Aim 1: Pick out every line in the entries below that contains the word "green", and copy each of those lines.

Source:

* BEGIN *

This is how I trained my pup and it worked very well. 

A very young pup sleeps most of the day. I always put my pup in her crate the second her eyes started to droop. The minute she woke up I would take her out of the crate directly to her yard. Usually this is when they have to go pee. After she went, praise and treat. Then, I would let her play for 20-30 minutes and then take her out again. Then the second her eyes started to droop again, back to the crate. I repeated this throughout the day for weeks and weeks until she was trained. Most dogs will not go in their crates if they are the right size. So, if you take the pup out the minute it wakes things should go well. My breeder helped alot when it came to starting the training process by putting straw in the corner of the whelping pen. The pups went on the straw and when I brought her home the breeder sent a bail of straw for me to put in the yard. It worked! My pup went on the straw every time and still uses the same area of the yard today. The signal to poo is a little more obvious and they sometimes give you advanced warning by doing things such as sniffing, circling, and they usually get the zoomies right before they have to poo, at least mine does. Also, most pups have to poo shortly after their meals or alot of exercise. It is alot of work the first few weeks or months. Most important word of advise, praise, praise, and more praise and be consistant. Good luck!


----------



## Luftstalag13 (Jul 15, 2008)

I think we will have to use the pee-pad after the first week since she will be left alone, I guess we have no choice but to use it since we won't be around? We will just have to train her to hold whenever we are home by taking her outside..


----------



## Debles (Sep 6, 2007)

Puppies are hard work. Harder than a human baby as you can put a diaper on a baby!

Be prepared for loss of sleep at first, spending lots of time obedience training, house breaking, feeding, playing etc. BUT you will reap the rewards of a loving faithful well trained famly member!

A sitter or dog walker will be worth the price in a happy house broken pup!

God Luck and Best Wishes !


----------



## Karen519 (Aug 21, 2006)

*Debles*

Agree w/ Debles and so many others. Puppies are hard work but I feel well worth it!!

I think they're easier than babies.

First, I've heard that a puppy should not be away from it's Mom until 8 weeks old.

My Husband took off a week to be with Snobear to bond and train him somewhat.

* END *

Records provided:
* BEGIN *

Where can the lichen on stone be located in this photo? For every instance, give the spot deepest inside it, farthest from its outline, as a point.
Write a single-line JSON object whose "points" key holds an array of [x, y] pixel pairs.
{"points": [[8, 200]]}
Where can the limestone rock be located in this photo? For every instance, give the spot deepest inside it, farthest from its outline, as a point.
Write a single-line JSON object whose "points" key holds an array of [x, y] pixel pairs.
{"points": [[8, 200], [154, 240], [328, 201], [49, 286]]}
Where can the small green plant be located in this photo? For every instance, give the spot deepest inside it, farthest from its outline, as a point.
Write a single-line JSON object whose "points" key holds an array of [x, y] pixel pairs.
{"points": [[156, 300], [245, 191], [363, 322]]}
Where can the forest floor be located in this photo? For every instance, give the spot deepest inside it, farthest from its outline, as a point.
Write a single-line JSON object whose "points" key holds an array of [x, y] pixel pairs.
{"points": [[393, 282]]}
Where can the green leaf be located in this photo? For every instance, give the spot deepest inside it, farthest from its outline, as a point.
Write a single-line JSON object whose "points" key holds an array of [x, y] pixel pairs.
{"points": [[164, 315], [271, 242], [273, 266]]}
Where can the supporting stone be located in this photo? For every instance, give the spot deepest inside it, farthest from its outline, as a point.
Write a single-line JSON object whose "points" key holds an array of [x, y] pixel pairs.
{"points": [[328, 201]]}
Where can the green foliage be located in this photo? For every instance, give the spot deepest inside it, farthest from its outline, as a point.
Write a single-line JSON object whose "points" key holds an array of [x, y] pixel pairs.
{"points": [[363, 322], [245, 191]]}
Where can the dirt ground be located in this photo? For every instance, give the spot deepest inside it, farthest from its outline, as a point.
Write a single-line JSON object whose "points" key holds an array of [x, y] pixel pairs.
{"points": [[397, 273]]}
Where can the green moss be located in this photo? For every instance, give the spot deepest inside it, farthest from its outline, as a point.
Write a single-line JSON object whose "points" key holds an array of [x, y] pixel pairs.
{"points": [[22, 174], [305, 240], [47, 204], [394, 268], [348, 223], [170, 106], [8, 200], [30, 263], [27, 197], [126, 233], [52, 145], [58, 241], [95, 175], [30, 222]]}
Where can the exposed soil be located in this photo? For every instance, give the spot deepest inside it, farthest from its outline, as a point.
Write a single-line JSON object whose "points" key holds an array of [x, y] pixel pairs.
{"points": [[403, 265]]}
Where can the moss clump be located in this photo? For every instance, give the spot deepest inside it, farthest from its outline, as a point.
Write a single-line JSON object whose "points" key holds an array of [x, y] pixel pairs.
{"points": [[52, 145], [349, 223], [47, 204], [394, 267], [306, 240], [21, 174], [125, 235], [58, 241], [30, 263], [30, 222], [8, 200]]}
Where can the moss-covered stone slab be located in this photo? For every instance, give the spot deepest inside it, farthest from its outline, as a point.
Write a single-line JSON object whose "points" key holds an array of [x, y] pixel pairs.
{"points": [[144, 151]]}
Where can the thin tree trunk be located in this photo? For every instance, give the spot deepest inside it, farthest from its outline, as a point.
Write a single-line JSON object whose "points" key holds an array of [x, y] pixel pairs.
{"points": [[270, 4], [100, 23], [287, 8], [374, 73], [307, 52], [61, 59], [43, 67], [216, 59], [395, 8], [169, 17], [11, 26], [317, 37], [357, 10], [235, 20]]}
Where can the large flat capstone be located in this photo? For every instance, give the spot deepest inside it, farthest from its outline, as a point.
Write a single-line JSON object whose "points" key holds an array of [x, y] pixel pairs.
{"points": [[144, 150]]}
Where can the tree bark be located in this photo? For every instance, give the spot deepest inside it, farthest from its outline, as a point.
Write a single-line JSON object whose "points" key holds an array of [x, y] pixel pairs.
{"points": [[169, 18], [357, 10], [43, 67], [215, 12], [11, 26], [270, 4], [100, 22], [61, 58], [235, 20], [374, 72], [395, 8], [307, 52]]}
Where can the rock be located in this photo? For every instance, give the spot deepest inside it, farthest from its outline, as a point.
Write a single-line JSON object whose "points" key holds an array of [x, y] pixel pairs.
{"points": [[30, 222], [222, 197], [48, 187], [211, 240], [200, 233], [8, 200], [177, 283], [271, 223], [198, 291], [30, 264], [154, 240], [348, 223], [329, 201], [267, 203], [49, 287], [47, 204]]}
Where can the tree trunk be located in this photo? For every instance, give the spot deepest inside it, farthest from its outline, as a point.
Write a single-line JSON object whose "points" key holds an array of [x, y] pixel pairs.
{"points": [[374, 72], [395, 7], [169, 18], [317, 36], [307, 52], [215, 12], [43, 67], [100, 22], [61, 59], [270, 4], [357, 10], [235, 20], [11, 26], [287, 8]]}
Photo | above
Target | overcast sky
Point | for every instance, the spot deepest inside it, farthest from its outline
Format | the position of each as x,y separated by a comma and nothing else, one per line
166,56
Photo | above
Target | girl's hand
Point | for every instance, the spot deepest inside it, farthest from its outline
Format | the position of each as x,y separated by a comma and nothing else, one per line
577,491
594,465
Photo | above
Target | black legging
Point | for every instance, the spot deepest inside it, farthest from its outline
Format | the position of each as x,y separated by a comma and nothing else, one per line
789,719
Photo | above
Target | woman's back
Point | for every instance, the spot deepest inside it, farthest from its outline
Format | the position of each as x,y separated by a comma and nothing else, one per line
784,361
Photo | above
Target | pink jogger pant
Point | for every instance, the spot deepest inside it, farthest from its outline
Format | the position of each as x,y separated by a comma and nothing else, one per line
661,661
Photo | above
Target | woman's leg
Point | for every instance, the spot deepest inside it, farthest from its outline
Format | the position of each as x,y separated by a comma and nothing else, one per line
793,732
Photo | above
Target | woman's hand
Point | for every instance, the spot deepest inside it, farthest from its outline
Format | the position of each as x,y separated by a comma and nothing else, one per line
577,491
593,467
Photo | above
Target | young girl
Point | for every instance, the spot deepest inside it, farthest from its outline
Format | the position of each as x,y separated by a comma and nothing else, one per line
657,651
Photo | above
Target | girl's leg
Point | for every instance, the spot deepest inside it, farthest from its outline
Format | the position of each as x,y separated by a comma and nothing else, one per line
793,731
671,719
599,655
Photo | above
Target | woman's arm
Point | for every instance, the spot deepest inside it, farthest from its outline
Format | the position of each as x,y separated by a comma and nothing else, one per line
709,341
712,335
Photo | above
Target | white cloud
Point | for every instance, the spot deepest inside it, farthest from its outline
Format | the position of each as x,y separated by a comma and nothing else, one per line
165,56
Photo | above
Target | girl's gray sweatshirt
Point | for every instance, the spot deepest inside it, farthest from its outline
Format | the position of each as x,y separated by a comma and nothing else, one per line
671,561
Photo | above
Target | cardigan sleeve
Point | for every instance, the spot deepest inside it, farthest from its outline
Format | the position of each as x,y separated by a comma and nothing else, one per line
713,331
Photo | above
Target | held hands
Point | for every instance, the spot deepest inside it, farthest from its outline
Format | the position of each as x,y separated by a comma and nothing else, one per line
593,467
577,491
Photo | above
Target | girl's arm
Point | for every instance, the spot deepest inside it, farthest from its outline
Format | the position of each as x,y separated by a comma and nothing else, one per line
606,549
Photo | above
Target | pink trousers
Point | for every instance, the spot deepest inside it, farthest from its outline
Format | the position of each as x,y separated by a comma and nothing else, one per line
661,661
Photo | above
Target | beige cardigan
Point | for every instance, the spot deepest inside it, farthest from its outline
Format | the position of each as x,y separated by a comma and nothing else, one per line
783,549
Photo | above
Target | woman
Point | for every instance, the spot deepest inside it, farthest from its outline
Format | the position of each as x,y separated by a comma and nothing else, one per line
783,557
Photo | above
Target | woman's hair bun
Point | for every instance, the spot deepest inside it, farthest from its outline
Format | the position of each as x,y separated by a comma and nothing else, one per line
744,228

* END *

Aim 2: Carry on the forum thread about house-training a puppy, starting right after its last sentence.

Right answer 1:
Where can the small green plant be located in this photo? For every instance, give the spot deepest inside it, farthest from its outline, as a point.
Where can the green leaf be located in this photo? For every instance, give the spot deepest inside it, farthest from its outline, as a point.
Where can the green foliage be located in this photo? For every instance, give the spot deepest inside it, farthest from its outline, as a point.
Where can the green moss be located in this photo? For every instance, give the spot deepest inside it, farthest from its outline, as a point.

Right answer 2:
We used a crate for our puppy when we were gone from the house and couldn't supervise. A crate is a PROTECTION for your puppy more than your house. This way the pup can't choke, start a fire, etc., and hurt his or her slf.

I would take the pup out first thing I got home from work at 5 PM.
I couldn't go home for lunch it was too far.
The pup was of course taking out in middle of night when he cried, first thing we got up, again before we left for work. On weekends, I think I took Snobear out every couple of hours and would PRAISE him when he went!!
Being gone all day you have to expect that the puppy will not be able to hold it and will GO in the CRATE. I would simply clean the crate out every night.


----------



## lgascoig (Dec 25, 2007)

After having been in your position, I would not recommend getting a puppy. My wife and I both work a lot. The pup was to be our first dog, my wife had had dogs but hadn't had to take care of them.

I made sure to go with a breeder who would take the pup back if I couldn't hack it. Well, I couldn't. I greatly underestimated how much work it is. If you are at all moved by the other people on here, I can say that they don't tell the half of it. I barely slept.

You'll read a lot of stories about people who had the perfect pup and everything like that, if this is you then you're extremely lucky. Here's what I learned about raising a Golden pup:

1. Not all goldens like crates. We put his crate right next to our bed. Within 10 minutes of being in the crate he'd whine, go berserk bashing at the metal, and then end up soiling it.

2. Next plan, move to living room with an x-pen and a crate attached. I slept on the floor next to the dog so that if he had to go during the night I could get him outside. Did a lot better with this strategy but still had a bunch of accidents.

3. When you bring them outside, they don't necessarily do it immediately. Sometimes at 1:50am even on a leash they'll sit and chew on a stick for 45 minutes and then finally do it for ya.

4. Despite what I read in books, not all Golden puppies like liver treats or are food motivated by the "normal stuff". Sometimes I'd try to reward his good behavior and he wouldn't even take it. Sure liked scrambled eggs though... heh heh

5. If you're going to feel guilty about leaving your puppy to go to work, don't get one. They're completely defenseless and need you for their basic needs constantly. If you're used to animals like cats (I have two British Shorthairs) this is ___WAY____ different. I can't emphasize enough how much attention they require. It is more work than a full time job.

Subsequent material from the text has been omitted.